((
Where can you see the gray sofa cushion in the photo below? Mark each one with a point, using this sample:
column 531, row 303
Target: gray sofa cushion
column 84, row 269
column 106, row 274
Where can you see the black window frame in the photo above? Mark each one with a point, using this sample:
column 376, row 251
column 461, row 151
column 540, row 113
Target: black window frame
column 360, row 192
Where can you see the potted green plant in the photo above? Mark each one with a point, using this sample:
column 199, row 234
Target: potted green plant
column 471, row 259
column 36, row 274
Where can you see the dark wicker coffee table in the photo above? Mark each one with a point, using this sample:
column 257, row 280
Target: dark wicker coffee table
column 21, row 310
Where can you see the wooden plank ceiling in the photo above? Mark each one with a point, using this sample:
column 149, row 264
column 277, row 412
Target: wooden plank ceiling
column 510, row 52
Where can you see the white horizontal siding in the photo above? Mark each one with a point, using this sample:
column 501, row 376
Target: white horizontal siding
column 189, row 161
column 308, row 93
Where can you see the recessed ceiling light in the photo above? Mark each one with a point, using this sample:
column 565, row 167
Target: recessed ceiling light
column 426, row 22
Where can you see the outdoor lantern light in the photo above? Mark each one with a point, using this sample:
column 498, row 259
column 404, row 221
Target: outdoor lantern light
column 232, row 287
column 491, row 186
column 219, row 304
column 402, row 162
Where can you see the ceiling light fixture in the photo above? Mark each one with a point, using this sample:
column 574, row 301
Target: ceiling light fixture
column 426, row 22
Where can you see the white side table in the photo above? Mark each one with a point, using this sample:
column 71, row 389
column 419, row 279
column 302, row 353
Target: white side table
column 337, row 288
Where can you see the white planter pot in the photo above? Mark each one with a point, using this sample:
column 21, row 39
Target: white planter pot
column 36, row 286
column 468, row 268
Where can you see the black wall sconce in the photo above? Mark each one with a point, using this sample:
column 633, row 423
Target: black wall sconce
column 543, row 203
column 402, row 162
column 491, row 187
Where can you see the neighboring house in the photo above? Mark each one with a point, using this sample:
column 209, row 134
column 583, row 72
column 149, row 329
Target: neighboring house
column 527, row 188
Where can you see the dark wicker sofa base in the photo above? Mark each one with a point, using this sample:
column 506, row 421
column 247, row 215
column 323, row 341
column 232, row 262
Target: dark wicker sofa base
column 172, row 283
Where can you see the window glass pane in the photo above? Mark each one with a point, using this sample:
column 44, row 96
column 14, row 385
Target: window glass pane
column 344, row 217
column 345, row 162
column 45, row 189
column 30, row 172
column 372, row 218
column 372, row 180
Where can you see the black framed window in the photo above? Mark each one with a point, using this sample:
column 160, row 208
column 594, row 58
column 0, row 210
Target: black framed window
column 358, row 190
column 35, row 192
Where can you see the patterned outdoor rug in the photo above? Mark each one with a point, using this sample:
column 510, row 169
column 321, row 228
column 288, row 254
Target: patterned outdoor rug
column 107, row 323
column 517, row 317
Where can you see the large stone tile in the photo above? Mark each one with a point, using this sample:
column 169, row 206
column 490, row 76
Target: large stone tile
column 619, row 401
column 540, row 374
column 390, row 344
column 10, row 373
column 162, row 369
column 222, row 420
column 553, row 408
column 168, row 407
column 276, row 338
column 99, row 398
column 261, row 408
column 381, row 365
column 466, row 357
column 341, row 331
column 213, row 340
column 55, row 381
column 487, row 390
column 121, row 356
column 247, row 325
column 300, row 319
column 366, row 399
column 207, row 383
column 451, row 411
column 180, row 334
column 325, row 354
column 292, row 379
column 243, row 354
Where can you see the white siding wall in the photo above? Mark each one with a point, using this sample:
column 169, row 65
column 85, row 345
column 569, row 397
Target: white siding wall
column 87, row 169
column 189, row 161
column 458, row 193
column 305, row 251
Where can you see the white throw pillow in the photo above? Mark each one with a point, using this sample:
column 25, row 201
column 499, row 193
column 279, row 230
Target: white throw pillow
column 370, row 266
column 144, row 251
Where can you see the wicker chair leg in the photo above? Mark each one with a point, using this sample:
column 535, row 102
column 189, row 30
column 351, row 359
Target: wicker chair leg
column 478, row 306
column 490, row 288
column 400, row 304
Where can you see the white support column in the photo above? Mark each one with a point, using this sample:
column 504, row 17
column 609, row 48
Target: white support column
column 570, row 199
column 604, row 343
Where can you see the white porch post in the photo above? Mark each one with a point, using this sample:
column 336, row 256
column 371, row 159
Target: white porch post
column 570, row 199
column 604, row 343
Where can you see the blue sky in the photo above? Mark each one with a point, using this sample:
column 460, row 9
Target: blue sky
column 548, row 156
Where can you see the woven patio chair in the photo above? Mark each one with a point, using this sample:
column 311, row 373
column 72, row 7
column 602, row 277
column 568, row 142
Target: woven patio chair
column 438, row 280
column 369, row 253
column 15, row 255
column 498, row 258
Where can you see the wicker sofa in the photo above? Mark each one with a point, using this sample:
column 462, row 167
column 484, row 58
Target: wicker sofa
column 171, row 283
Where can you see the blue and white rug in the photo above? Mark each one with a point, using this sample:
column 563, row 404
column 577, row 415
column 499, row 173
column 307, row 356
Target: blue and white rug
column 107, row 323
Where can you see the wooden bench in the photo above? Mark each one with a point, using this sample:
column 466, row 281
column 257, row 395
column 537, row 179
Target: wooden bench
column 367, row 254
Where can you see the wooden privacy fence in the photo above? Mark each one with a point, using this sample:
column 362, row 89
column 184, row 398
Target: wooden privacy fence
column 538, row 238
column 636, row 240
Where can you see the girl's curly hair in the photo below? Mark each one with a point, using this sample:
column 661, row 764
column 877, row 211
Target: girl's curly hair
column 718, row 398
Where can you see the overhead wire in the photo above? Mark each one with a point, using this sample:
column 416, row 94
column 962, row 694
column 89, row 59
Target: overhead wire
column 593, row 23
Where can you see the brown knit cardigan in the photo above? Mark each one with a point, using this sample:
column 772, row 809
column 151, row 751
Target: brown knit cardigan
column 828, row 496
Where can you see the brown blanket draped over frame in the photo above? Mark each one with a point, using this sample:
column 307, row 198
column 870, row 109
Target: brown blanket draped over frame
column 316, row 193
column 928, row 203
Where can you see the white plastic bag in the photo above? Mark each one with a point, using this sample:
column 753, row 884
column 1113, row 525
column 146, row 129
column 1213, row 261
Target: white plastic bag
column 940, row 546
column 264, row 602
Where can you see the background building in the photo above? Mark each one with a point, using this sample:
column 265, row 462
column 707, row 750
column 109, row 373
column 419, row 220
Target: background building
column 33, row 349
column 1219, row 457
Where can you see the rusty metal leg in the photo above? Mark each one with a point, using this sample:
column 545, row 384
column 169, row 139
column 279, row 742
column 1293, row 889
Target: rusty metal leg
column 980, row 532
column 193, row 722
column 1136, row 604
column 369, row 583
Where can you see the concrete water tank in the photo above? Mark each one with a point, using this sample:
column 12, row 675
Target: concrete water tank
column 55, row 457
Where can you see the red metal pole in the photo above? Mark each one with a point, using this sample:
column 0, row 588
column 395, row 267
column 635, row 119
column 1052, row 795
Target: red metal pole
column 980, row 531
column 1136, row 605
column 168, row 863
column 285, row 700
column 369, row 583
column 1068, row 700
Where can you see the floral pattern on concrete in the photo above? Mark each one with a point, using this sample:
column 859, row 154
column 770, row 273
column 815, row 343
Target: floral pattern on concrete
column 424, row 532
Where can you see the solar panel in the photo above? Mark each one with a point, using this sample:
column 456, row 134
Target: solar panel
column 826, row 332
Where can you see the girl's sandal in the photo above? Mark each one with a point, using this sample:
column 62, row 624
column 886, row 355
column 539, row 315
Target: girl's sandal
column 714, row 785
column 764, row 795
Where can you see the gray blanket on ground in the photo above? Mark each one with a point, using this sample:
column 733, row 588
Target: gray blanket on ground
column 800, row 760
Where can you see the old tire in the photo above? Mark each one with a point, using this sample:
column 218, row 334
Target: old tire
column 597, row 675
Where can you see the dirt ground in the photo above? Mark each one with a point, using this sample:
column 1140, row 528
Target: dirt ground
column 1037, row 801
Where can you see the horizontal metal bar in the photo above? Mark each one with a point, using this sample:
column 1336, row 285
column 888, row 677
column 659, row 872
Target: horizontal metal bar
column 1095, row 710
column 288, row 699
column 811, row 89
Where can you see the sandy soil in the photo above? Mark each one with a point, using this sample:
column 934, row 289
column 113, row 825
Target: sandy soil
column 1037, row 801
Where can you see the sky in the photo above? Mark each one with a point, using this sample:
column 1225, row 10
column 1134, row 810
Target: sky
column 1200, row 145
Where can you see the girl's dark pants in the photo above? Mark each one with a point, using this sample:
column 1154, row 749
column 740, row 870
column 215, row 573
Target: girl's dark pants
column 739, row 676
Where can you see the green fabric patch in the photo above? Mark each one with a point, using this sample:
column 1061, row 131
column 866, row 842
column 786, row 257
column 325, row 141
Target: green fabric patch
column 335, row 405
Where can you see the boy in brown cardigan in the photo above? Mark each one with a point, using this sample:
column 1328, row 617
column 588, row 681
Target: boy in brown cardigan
))
## Directions
Set down exactly what runs from the line with "Where can you see the sky" to the last line of the data above, including both of those lines and no others.

## Correct response
Where can you see the sky in the photo above? Mark each one with a point, using this sample:
column 1225, row 10
column 1134, row 810
Target: sky
column 1200, row 145
Where can you see the girl's dark pants in the photo above? Mark each one with a point, using this sample:
column 1154, row 749
column 740, row 870
column 215, row 573
Target: girl's dark pants
column 739, row 676
Where can you see the green fabric patch in the photo above? Mark each one with a point, using this sample:
column 1061, row 131
column 866, row 842
column 786, row 257
column 325, row 141
Target: green fabric patch
column 335, row 405
Where can you see the boy in brown cardigan in the photo above? Mark each one with a point, using this sample:
column 1328, row 617
column 588, row 681
Target: boy in brown cardigan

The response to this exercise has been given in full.